■ Problem details: Please report how many lines in the entries below contain the word "banner". Give only the number.

■ Material provided:
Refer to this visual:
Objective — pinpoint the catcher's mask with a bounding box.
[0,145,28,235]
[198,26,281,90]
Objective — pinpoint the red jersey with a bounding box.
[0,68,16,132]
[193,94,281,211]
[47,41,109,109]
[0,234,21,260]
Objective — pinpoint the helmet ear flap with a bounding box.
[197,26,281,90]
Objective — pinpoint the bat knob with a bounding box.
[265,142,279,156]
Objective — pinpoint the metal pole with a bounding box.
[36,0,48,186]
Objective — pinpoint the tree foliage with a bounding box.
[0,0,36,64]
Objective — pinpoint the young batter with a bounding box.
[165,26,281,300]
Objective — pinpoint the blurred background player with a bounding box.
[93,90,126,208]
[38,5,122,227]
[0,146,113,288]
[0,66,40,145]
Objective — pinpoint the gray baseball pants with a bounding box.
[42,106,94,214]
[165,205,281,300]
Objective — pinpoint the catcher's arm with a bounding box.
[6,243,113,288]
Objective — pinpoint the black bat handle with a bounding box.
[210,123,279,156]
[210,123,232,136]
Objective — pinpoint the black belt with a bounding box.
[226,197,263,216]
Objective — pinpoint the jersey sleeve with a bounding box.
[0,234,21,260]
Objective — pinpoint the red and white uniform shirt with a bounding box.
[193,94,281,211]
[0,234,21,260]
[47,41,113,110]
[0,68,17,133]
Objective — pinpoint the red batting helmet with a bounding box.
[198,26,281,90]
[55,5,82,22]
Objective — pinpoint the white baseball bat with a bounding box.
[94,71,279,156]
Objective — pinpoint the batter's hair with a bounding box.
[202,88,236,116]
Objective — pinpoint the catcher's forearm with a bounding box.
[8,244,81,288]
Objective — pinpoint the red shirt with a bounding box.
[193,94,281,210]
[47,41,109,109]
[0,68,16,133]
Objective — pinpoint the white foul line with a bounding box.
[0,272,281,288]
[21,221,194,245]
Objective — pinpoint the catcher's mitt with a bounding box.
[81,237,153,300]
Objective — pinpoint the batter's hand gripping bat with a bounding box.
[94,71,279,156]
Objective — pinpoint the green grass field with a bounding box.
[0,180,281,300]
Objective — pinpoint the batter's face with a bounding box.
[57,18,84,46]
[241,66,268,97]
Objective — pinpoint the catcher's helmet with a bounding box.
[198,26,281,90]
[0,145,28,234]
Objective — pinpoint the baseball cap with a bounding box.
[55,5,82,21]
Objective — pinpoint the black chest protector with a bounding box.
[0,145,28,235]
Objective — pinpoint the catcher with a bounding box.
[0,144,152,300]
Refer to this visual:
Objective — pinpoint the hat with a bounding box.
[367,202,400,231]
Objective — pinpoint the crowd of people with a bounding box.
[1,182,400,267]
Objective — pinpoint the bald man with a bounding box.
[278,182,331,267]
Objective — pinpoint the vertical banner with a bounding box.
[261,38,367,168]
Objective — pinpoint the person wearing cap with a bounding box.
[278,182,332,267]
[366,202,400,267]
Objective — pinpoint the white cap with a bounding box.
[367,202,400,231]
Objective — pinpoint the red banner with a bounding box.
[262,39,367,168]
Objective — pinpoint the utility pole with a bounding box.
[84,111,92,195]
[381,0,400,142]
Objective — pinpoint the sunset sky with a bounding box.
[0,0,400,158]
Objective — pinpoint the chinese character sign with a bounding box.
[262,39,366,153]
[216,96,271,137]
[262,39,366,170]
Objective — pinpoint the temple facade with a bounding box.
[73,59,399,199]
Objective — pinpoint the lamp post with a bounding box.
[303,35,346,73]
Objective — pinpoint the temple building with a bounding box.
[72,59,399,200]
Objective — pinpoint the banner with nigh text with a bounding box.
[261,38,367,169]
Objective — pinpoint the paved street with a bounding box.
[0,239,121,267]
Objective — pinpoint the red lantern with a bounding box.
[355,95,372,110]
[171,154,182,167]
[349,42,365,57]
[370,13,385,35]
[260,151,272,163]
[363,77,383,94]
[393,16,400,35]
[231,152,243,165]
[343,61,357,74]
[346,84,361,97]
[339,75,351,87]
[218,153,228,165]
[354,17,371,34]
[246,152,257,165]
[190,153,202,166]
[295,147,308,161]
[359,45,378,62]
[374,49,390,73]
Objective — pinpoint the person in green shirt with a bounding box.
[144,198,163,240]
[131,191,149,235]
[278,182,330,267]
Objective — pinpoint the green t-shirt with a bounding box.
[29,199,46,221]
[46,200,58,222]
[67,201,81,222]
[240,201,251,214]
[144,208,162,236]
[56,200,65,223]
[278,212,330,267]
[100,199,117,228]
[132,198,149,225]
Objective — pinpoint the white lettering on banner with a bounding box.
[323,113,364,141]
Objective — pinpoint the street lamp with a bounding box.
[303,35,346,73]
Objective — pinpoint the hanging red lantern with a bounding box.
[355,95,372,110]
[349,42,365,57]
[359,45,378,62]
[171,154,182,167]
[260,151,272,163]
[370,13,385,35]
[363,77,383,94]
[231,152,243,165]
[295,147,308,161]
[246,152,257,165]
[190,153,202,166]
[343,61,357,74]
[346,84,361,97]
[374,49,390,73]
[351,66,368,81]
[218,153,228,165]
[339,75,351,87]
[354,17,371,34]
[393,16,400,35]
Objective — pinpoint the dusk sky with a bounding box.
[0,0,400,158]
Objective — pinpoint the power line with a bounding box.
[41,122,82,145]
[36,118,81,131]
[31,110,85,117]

■ Correct result: 4